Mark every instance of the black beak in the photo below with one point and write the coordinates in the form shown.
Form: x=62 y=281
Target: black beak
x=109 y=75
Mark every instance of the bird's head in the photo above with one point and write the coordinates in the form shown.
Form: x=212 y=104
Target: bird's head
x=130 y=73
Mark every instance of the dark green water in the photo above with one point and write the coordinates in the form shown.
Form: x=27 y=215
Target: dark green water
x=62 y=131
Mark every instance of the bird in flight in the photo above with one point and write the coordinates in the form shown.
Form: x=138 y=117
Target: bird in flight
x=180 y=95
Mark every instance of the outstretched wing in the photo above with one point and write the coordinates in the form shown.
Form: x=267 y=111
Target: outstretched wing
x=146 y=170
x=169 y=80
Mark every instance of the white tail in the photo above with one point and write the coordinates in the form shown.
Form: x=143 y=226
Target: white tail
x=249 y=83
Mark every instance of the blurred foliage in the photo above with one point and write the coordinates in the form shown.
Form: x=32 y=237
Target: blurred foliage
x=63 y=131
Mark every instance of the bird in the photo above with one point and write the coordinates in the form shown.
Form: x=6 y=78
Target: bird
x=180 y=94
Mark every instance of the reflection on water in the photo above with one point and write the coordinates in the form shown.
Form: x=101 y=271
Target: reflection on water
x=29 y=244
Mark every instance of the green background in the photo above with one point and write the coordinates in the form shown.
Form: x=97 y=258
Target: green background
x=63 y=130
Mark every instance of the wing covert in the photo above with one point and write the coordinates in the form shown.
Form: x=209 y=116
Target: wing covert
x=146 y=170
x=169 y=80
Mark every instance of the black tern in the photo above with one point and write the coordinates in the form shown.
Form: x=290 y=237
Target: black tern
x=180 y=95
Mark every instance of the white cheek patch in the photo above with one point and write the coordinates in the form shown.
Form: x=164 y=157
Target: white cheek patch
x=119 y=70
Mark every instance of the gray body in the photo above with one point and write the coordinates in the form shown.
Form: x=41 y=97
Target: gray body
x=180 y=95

# # # # #

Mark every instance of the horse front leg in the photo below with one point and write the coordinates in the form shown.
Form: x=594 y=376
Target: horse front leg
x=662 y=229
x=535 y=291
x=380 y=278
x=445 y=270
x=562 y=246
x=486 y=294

# # # # #

§ **Stated problem**: Locate every line in the records that contains the string "outstretched" and copy each such line in full. Matching is case-sensitive.

§ **The solution**:
Mark every instance of the outstretched wing in the photo above with one point and write the coordinates in the form shown.
Target: outstretched wing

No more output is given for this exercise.